EXERCISE: Beginning at the line containing "Where can the shadow", print every line until the records end, keeping each exactly as it is.

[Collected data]
# # # # #

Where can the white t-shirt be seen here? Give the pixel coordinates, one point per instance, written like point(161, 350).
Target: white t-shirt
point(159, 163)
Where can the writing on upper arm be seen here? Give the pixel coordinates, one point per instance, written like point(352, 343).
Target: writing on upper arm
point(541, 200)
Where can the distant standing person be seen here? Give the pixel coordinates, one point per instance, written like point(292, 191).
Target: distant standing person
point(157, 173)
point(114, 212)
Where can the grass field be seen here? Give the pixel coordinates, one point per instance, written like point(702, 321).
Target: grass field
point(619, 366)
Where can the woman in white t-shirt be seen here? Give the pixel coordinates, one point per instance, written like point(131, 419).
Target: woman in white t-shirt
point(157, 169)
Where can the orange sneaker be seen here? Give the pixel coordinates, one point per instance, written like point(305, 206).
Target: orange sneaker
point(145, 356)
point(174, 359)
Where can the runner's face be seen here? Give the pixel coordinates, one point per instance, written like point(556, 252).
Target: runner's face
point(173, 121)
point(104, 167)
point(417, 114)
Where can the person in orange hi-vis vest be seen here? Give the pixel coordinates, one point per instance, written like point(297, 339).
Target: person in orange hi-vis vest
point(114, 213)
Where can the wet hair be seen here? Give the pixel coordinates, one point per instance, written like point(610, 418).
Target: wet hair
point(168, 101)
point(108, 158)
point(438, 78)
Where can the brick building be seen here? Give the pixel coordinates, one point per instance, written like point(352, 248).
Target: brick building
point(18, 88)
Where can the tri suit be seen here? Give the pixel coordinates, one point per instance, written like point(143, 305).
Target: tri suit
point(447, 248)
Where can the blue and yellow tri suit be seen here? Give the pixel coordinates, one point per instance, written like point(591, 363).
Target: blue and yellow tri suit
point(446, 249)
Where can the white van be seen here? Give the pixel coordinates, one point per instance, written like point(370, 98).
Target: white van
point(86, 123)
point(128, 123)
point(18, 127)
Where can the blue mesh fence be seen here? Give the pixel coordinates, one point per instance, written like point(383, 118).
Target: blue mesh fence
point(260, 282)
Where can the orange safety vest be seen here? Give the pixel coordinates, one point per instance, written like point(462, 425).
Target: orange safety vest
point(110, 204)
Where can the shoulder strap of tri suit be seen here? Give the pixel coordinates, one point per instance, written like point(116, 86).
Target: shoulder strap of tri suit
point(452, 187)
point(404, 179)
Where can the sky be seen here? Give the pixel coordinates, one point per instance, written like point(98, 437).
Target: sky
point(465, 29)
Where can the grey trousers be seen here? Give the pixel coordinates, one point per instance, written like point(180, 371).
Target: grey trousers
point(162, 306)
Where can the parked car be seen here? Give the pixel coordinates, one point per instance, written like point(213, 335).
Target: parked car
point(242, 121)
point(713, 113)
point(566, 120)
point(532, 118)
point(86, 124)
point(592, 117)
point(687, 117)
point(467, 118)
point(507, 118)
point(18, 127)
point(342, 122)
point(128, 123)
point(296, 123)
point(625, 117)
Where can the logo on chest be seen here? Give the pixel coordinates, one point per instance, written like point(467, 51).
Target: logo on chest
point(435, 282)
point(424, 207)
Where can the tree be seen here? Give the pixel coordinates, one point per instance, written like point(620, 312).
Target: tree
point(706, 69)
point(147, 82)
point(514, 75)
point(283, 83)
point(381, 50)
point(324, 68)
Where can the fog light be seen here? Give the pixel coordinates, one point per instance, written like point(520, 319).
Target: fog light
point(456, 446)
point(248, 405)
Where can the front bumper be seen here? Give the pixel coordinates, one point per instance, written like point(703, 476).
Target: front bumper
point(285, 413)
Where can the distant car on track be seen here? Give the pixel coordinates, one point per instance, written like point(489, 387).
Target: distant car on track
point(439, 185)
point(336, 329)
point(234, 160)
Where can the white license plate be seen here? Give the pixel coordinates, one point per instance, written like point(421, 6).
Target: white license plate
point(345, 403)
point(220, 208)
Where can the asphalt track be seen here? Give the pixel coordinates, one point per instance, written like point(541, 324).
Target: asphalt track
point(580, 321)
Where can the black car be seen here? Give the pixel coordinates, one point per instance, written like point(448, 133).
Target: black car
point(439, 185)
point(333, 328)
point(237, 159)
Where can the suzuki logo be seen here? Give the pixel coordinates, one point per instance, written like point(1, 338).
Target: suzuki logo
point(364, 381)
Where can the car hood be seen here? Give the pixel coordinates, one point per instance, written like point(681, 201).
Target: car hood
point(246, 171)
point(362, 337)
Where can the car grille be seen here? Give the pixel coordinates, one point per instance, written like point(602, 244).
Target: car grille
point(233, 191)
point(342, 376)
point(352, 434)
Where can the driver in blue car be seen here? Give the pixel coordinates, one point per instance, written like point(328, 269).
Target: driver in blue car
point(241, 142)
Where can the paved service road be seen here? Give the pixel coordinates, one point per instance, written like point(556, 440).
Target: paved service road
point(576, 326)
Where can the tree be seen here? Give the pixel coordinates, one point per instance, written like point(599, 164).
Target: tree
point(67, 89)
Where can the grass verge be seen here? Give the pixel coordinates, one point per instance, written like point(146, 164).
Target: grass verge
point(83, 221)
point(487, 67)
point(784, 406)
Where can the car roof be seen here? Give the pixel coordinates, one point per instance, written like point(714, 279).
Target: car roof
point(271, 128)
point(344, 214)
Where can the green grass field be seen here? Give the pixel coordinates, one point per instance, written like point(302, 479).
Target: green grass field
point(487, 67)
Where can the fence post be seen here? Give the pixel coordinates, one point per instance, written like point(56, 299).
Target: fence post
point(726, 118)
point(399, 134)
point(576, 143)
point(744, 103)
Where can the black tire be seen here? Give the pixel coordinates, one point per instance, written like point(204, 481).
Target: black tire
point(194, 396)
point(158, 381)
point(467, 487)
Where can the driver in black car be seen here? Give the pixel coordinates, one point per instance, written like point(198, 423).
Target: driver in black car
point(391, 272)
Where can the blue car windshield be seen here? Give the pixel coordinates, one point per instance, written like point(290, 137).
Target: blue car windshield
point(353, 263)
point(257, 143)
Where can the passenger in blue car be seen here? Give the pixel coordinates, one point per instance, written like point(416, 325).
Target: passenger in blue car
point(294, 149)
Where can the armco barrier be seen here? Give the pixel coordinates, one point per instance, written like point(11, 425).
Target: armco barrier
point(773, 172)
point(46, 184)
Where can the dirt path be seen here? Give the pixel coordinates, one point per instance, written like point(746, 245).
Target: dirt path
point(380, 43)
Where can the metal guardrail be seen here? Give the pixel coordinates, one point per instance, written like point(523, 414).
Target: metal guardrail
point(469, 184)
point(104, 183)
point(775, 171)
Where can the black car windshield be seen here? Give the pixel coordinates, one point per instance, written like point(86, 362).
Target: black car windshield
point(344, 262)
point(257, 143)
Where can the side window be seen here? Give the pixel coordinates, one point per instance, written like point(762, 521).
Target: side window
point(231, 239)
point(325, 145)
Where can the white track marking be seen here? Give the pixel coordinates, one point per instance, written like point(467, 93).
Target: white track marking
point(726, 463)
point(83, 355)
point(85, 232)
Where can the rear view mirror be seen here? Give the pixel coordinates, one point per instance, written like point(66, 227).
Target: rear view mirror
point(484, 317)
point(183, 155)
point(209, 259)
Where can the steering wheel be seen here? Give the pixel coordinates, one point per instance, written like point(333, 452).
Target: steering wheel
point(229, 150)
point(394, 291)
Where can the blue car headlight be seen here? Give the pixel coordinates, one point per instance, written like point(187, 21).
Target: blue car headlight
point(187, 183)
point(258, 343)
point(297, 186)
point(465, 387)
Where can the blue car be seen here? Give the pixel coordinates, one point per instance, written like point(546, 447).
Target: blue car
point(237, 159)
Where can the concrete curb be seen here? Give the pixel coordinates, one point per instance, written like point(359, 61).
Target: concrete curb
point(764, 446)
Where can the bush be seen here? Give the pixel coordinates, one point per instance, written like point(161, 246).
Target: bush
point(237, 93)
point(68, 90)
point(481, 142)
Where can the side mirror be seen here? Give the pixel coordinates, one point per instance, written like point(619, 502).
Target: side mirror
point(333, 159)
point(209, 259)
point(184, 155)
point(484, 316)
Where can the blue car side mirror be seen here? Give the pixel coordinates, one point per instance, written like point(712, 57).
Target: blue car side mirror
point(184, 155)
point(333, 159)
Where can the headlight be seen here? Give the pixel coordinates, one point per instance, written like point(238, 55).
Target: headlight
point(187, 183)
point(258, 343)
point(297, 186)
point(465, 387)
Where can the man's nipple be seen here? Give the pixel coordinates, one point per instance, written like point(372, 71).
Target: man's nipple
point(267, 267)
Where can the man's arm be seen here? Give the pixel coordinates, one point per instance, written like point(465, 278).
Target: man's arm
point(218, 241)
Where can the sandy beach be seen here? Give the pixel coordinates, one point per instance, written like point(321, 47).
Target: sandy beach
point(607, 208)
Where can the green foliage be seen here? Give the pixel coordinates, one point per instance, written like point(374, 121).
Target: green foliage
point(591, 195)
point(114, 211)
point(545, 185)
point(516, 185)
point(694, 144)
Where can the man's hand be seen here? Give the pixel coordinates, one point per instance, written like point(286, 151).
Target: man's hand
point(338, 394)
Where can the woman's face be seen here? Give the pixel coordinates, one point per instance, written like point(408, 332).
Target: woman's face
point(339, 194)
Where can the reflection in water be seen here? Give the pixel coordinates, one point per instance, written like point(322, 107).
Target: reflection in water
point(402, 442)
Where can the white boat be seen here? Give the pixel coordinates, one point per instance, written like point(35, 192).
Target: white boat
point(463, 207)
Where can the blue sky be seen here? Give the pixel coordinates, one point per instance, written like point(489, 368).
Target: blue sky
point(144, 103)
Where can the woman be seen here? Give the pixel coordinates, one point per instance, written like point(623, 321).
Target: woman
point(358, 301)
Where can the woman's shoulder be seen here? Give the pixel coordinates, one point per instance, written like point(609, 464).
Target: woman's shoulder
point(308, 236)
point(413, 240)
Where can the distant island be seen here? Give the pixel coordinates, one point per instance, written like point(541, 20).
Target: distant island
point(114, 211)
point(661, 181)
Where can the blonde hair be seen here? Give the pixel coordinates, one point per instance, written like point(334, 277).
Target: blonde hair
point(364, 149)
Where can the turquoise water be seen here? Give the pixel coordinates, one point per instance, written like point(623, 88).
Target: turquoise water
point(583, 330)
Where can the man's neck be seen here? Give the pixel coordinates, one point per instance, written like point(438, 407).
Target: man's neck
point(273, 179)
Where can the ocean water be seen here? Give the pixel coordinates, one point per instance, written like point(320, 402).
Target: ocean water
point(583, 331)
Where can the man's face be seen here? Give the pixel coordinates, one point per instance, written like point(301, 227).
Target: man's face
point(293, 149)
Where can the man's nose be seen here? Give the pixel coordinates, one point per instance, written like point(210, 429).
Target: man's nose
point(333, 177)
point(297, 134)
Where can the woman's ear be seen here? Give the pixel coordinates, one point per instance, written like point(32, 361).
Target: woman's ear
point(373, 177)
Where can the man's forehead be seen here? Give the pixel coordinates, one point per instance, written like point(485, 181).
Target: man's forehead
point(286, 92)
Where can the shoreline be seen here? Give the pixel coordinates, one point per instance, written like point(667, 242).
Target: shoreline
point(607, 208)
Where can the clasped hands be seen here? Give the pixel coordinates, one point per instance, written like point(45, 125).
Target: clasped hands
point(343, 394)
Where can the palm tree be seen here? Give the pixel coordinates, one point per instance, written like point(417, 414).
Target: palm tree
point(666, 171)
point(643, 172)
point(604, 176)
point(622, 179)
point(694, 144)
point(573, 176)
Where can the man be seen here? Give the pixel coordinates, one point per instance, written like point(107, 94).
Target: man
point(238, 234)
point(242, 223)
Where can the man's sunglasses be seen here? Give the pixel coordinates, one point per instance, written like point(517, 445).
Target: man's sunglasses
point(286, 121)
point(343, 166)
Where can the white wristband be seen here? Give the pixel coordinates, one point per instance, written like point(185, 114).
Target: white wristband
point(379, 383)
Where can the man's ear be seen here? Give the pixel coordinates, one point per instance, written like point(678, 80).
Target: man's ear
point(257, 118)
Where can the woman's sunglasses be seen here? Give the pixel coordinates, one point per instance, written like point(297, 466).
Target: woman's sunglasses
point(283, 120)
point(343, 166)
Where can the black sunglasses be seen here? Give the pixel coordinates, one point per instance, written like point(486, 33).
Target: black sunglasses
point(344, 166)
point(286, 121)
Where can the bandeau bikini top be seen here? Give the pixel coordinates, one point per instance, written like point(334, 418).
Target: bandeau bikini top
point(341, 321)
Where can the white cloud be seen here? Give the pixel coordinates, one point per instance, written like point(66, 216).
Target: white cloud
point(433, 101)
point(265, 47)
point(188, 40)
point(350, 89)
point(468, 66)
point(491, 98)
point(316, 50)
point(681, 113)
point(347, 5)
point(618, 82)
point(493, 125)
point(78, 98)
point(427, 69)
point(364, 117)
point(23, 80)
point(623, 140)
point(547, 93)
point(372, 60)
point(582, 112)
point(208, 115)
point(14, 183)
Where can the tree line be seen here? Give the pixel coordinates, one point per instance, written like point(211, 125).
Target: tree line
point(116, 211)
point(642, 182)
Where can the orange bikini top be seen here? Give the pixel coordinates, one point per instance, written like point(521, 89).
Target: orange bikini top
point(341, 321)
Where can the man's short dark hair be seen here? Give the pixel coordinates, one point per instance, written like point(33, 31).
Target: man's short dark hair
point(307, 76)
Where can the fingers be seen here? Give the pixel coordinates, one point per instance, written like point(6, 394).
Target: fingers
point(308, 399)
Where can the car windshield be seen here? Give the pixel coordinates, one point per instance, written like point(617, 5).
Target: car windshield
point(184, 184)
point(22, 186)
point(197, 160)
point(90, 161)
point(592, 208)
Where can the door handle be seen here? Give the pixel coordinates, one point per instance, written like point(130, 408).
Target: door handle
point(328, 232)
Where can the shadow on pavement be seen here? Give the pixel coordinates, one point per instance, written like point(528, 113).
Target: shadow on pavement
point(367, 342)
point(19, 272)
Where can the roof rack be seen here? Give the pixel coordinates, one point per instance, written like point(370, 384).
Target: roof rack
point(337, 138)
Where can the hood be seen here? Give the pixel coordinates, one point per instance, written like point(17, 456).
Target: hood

# # # # #

TASK RESULT:
Where can the shadow on pavement be seen here? Give the pixel coordinates, one point per instance, written like point(528, 113).
Target: shadow on pavement
point(367, 342)
point(19, 272)
Where can the roof rack be seen here? Give the pixel coordinates, one point per instance, written like point(370, 384).
Target: roof rack
point(337, 138)
Where can the hood be seen here? Give the pixel coordinates, one point per instance, written like point(17, 456).
Target: hood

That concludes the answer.